> **COMPITO DA SVOLGERE**:
Puoi riportare come elenco numerato la parte delle righe che va dall'inizio fino alla riga che contiene "top-left (140, 188), bottom-right (152, 217)", questa compresa, saltando le righe vuote e lasciando fuori le immagini?

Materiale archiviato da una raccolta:
--

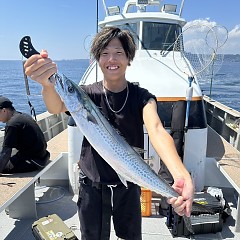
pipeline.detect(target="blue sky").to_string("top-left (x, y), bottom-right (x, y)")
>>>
top-left (0, 0), bottom-right (240, 60)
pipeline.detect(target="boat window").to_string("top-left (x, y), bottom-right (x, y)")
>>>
top-left (117, 23), bottom-right (139, 49)
top-left (142, 22), bottom-right (181, 51)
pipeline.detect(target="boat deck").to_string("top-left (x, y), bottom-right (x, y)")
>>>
top-left (0, 130), bottom-right (240, 240)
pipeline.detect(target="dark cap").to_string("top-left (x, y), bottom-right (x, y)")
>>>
top-left (0, 96), bottom-right (12, 109)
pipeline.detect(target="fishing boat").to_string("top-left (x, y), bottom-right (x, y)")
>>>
top-left (0, 0), bottom-right (240, 240)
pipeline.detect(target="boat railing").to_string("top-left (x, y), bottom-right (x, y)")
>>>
top-left (102, 0), bottom-right (185, 17)
top-left (203, 96), bottom-right (240, 151)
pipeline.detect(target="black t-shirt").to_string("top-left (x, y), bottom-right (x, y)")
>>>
top-left (79, 81), bottom-right (156, 184)
top-left (3, 112), bottom-right (47, 159)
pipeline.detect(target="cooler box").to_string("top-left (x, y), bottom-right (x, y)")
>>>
top-left (167, 193), bottom-right (223, 237)
top-left (32, 214), bottom-right (77, 240)
top-left (140, 188), bottom-right (152, 217)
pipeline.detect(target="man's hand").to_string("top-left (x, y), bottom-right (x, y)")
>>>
top-left (168, 179), bottom-right (194, 217)
top-left (24, 50), bottom-right (57, 87)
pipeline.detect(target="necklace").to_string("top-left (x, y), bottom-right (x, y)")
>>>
top-left (103, 81), bottom-right (129, 113)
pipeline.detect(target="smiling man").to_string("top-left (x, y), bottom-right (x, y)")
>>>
top-left (24, 27), bottom-right (194, 240)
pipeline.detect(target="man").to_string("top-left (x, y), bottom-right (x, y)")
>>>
top-left (0, 96), bottom-right (50, 173)
top-left (25, 27), bottom-right (193, 240)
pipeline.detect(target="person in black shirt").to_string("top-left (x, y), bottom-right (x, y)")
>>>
top-left (0, 96), bottom-right (50, 173)
top-left (24, 27), bottom-right (194, 240)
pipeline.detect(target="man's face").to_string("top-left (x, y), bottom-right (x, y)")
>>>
top-left (99, 38), bottom-right (129, 81)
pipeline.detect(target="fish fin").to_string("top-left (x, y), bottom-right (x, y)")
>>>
top-left (87, 113), bottom-right (98, 124)
top-left (183, 215), bottom-right (194, 234)
top-left (118, 174), bottom-right (128, 188)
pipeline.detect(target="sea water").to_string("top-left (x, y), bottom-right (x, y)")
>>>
top-left (0, 55), bottom-right (240, 127)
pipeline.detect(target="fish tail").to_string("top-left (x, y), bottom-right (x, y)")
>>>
top-left (183, 215), bottom-right (194, 234)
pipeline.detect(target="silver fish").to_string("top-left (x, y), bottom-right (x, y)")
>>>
top-left (52, 74), bottom-right (216, 233)
top-left (56, 75), bottom-right (179, 197)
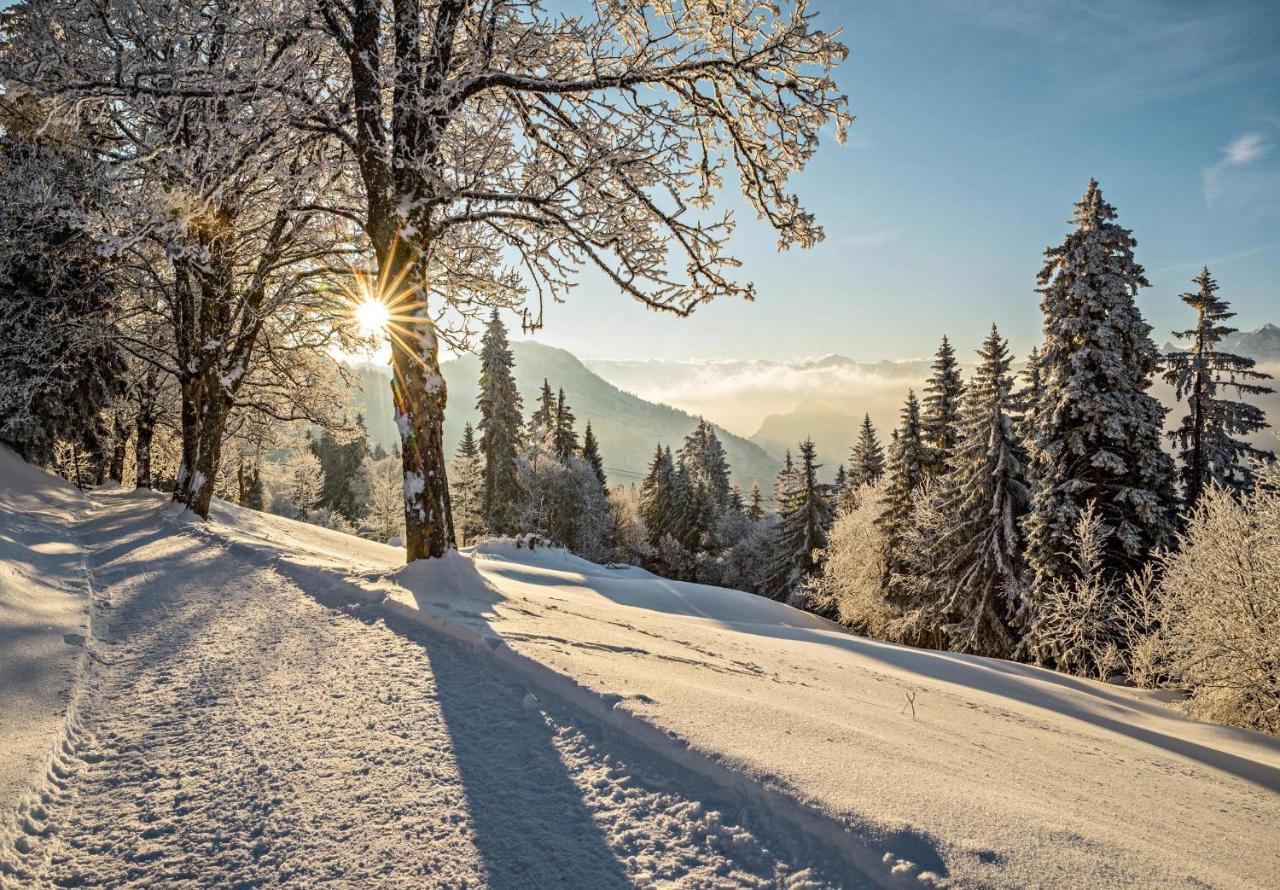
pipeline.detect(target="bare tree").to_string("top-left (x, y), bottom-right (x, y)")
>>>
top-left (3, 0), bottom-right (366, 516)
top-left (279, 0), bottom-right (850, 560)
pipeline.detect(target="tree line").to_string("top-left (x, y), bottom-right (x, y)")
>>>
top-left (0, 0), bottom-right (851, 560)
top-left (798, 181), bottom-right (1280, 732)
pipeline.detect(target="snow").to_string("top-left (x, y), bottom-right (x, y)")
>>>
top-left (384, 542), bottom-right (1280, 886)
top-left (0, 466), bottom-right (1280, 887)
top-left (0, 446), bottom-right (88, 813)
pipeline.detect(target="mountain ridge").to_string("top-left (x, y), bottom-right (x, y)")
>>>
top-left (351, 341), bottom-right (781, 490)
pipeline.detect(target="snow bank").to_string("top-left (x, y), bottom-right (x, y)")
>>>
top-left (380, 542), bottom-right (1280, 886)
top-left (0, 446), bottom-right (90, 814)
top-left (160, 507), bottom-right (1280, 887)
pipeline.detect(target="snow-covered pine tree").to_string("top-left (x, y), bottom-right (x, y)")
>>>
top-left (552, 388), bottom-right (577, 466)
top-left (849, 414), bottom-right (884, 489)
top-left (920, 334), bottom-right (964, 478)
top-left (768, 439), bottom-right (833, 599)
top-left (908, 325), bottom-right (1030, 658)
top-left (746, 481), bottom-right (764, 522)
top-left (877, 389), bottom-right (925, 587)
top-left (1014, 346), bottom-right (1043, 444)
top-left (728, 483), bottom-right (746, 514)
top-left (582, 420), bottom-right (609, 497)
top-left (0, 111), bottom-right (127, 466)
top-left (640, 444), bottom-right (676, 549)
top-left (1165, 266), bottom-right (1272, 507)
top-left (529, 378), bottom-right (556, 442)
top-left (773, 448), bottom-right (796, 505)
top-left (476, 310), bottom-right (522, 534)
top-left (285, 448), bottom-right (324, 522)
top-left (1021, 179), bottom-right (1175, 662)
top-left (678, 417), bottom-right (730, 511)
top-left (449, 421), bottom-right (485, 547)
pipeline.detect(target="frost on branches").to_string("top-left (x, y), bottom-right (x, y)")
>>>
top-left (1165, 266), bottom-right (1271, 507)
top-left (0, 0), bottom-right (360, 516)
top-left (1025, 179), bottom-right (1174, 662)
top-left (476, 309), bottom-right (524, 534)
top-left (293, 0), bottom-right (850, 560)
top-left (905, 325), bottom-right (1030, 658)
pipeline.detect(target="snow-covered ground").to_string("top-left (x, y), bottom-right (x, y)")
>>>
top-left (0, 455), bottom-right (1280, 887)
top-left (0, 447), bottom-right (88, 813)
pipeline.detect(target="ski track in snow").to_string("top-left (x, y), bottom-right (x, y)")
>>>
top-left (0, 496), bottom-right (850, 887)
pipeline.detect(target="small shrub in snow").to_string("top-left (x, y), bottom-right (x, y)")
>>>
top-left (806, 481), bottom-right (897, 638)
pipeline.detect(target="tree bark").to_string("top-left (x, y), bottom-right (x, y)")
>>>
top-left (133, 409), bottom-right (156, 488)
top-left (392, 303), bottom-right (453, 562)
top-left (106, 411), bottom-right (129, 484)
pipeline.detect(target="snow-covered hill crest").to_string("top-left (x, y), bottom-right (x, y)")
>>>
top-left (194, 496), bottom-right (1280, 886)
top-left (0, 471), bottom-right (1280, 887)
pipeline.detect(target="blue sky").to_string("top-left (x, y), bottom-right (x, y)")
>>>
top-left (536, 0), bottom-right (1280, 360)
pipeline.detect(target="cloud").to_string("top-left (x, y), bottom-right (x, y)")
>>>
top-left (1201, 133), bottom-right (1271, 204)
top-left (1222, 133), bottom-right (1270, 166)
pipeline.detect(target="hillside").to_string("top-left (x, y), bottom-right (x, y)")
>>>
top-left (345, 341), bottom-right (780, 490)
top-left (751, 400), bottom-right (863, 479)
top-left (586, 324), bottom-right (1280, 473)
top-left (0, 463), bottom-right (1280, 887)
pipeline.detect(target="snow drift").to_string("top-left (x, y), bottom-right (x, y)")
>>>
top-left (197, 508), bottom-right (1280, 886)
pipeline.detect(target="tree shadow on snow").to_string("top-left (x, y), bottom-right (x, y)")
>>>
top-left (388, 609), bottom-right (631, 887)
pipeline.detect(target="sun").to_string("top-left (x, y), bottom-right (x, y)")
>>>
top-left (356, 297), bottom-right (392, 337)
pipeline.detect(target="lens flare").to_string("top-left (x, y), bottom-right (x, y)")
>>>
top-left (356, 297), bottom-right (392, 337)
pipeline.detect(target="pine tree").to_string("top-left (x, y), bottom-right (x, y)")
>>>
top-left (476, 310), bottom-right (522, 534)
top-left (849, 414), bottom-right (884, 489)
top-left (920, 334), bottom-right (964, 478)
top-left (310, 417), bottom-right (369, 522)
top-left (1014, 346), bottom-right (1044, 443)
top-left (449, 423), bottom-right (485, 547)
top-left (0, 120), bottom-right (128, 466)
top-left (640, 444), bottom-right (676, 549)
top-left (552, 389), bottom-right (577, 465)
top-left (678, 417), bottom-right (730, 511)
top-left (768, 439), bottom-right (832, 599)
top-left (728, 483), bottom-right (746, 514)
top-left (582, 420), bottom-right (609, 497)
top-left (877, 389), bottom-right (927, 585)
top-left (1165, 266), bottom-right (1272, 507)
top-left (529, 378), bottom-right (556, 442)
top-left (908, 325), bottom-right (1030, 657)
top-left (773, 448), bottom-right (796, 503)
top-left (746, 481), bottom-right (764, 522)
top-left (1025, 179), bottom-right (1174, 661)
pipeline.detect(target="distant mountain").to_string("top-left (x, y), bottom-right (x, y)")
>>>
top-left (586, 355), bottom-right (931, 440)
top-left (751, 400), bottom-right (861, 478)
top-left (353, 341), bottom-right (781, 490)
top-left (1165, 324), bottom-right (1280, 364)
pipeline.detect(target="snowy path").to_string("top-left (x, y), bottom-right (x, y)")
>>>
top-left (0, 496), bottom-right (849, 887)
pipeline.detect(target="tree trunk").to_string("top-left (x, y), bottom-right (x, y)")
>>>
top-left (106, 411), bottom-right (129, 484)
top-left (187, 397), bottom-right (232, 519)
top-left (133, 409), bottom-right (156, 488)
top-left (392, 306), bottom-right (453, 562)
top-left (173, 371), bottom-right (233, 519)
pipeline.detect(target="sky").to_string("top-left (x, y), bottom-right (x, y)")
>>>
top-left (517, 0), bottom-right (1280, 361)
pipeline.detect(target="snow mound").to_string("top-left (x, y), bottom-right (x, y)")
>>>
top-left (366, 540), bottom-right (1280, 886)
top-left (0, 446), bottom-right (90, 814)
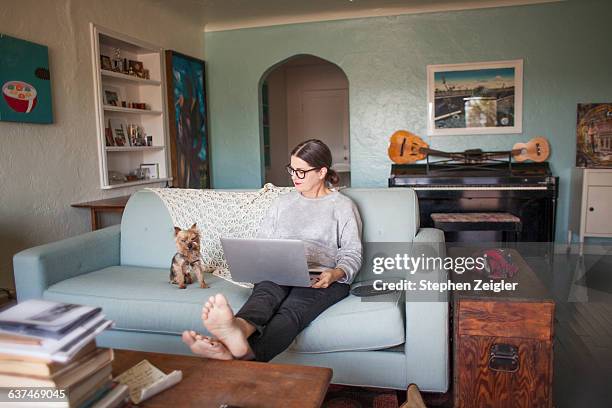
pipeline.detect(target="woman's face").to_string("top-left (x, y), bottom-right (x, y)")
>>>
top-left (291, 156), bottom-right (327, 193)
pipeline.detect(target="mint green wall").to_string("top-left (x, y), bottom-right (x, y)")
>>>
top-left (205, 0), bottom-right (612, 241)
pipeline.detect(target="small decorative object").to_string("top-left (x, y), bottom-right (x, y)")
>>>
top-left (109, 118), bottom-right (129, 146)
top-left (115, 360), bottom-right (183, 405)
top-left (576, 103), bottom-right (612, 168)
top-left (100, 55), bottom-right (113, 71)
top-left (102, 85), bottom-right (123, 106)
top-left (129, 60), bottom-right (144, 78)
top-left (0, 34), bottom-right (53, 123)
top-left (108, 170), bottom-right (127, 184)
top-left (474, 249), bottom-right (518, 279)
top-left (140, 163), bottom-right (159, 179)
top-left (427, 60), bottom-right (523, 135)
top-left (166, 51), bottom-right (210, 188)
top-left (112, 48), bottom-right (125, 72)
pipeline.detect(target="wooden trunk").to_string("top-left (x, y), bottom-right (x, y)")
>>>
top-left (453, 250), bottom-right (555, 408)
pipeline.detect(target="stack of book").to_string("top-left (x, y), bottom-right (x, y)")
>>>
top-left (0, 300), bottom-right (128, 407)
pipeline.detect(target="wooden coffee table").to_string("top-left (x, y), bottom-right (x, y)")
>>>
top-left (113, 350), bottom-right (332, 408)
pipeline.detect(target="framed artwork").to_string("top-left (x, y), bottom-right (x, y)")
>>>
top-left (576, 103), bottom-right (612, 168)
top-left (109, 118), bottom-right (130, 146)
top-left (102, 85), bottom-right (124, 106)
top-left (166, 51), bottom-right (210, 188)
top-left (0, 34), bottom-right (53, 123)
top-left (128, 60), bottom-right (144, 78)
top-left (140, 163), bottom-right (159, 179)
top-left (100, 55), bottom-right (113, 71)
top-left (427, 60), bottom-right (523, 136)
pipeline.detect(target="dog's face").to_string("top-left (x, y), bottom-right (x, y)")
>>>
top-left (174, 224), bottom-right (200, 253)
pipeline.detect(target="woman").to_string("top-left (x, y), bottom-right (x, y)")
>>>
top-left (183, 139), bottom-right (361, 361)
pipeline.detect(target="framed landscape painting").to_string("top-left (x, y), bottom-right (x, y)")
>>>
top-left (166, 51), bottom-right (210, 188)
top-left (576, 103), bottom-right (612, 168)
top-left (427, 60), bottom-right (523, 136)
top-left (0, 34), bottom-right (53, 123)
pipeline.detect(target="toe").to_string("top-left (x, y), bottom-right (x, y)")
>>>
top-left (214, 293), bottom-right (228, 306)
top-left (182, 331), bottom-right (195, 346)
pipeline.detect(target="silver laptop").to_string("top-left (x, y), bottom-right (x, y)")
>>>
top-left (221, 238), bottom-right (324, 287)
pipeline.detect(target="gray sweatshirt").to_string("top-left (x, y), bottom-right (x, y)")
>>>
top-left (257, 191), bottom-right (361, 284)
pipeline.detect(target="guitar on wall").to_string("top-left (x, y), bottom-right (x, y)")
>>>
top-left (387, 130), bottom-right (550, 164)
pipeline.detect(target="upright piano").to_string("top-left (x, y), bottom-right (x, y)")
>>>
top-left (389, 162), bottom-right (559, 242)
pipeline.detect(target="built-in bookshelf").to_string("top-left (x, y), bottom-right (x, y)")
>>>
top-left (91, 23), bottom-right (171, 189)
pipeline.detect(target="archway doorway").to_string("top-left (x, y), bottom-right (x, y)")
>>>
top-left (260, 55), bottom-right (351, 187)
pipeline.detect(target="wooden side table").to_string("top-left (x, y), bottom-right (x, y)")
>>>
top-left (71, 196), bottom-right (130, 231)
top-left (449, 249), bottom-right (555, 408)
top-left (113, 350), bottom-right (332, 408)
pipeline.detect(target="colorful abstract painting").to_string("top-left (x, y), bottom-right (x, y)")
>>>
top-left (576, 103), bottom-right (612, 167)
top-left (0, 34), bottom-right (53, 123)
top-left (166, 51), bottom-right (210, 188)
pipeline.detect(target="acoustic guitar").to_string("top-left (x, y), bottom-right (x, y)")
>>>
top-left (387, 130), bottom-right (550, 164)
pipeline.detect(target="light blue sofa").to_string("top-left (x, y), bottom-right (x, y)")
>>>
top-left (14, 189), bottom-right (449, 392)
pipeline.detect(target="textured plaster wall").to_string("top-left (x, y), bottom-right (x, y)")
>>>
top-left (205, 0), bottom-right (612, 240)
top-left (0, 0), bottom-right (204, 287)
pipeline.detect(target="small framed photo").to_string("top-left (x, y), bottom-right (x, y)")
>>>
top-left (109, 118), bottom-right (129, 146)
top-left (100, 55), bottom-right (113, 71)
top-left (104, 124), bottom-right (115, 146)
top-left (140, 163), bottom-right (159, 179)
top-left (427, 60), bottom-right (523, 136)
top-left (128, 60), bottom-right (145, 78)
top-left (102, 85), bottom-right (124, 106)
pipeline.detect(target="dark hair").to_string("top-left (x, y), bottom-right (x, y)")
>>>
top-left (291, 139), bottom-right (340, 186)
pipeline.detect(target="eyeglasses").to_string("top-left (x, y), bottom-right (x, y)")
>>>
top-left (285, 164), bottom-right (320, 180)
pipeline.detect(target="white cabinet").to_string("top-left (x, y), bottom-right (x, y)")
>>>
top-left (91, 23), bottom-right (172, 189)
top-left (568, 168), bottom-right (612, 243)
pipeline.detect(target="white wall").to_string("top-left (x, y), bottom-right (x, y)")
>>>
top-left (0, 0), bottom-right (204, 287)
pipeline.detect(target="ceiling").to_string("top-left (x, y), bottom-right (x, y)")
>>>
top-left (190, 0), bottom-right (564, 31)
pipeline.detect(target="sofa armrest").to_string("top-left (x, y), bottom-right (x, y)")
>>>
top-left (13, 225), bottom-right (121, 302)
top-left (404, 228), bottom-right (450, 392)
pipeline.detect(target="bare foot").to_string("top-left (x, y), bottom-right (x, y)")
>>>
top-left (183, 330), bottom-right (234, 360)
top-left (202, 293), bottom-right (250, 358)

--

> **RISPOSTA SVOLTA**:
1. pipeline.detect(target="blue sky").to_string("top-left (x, y), bottom-right (x, y)")
2. >>>
3. top-left (0, 0), bottom-right (240, 60)
4. pipeline.detect(target="boat window").to_string("top-left (x, y), bottom-right (x, y)")
5. >>>
6. top-left (117, 23), bottom-right (139, 49)
7. top-left (142, 22), bottom-right (181, 51)
8. pipeline.detect(target="boat deck").to_string("top-left (x, y), bottom-right (x, y)")
9. >>>
10. top-left (0, 130), bottom-right (240, 240)
11. pipeline.detect(target="dark cap").to_string("top-left (x, y), bottom-right (x, y)")
12. >>>
13. top-left (0, 96), bottom-right (12, 109)
14. pipeline.detect(target="fishing boat").to_string("top-left (x, y), bottom-right (x, y)")
15. >>>
16. top-left (0, 0), bottom-right (240, 240)
17. pipeline.detect(target="boat railing").to_string("top-left (x, y), bottom-right (x, y)")
18. >>>
19. top-left (102, 0), bottom-right (185, 17)
20. top-left (203, 96), bottom-right (240, 151)
21. pipeline.detect(target="black t-shirt").to_string("top-left (x, y), bottom-right (x, y)")
22. >>>
23. top-left (79, 81), bottom-right (156, 184)
24. top-left (3, 112), bottom-right (47, 159)
25. pipeline.detect(target="cooler box").to_string("top-left (x, y), bottom-right (x, y)")
26. >>>
27. top-left (167, 193), bottom-right (223, 237)
28. top-left (32, 214), bottom-right (77, 240)
29. top-left (140, 188), bottom-right (152, 217)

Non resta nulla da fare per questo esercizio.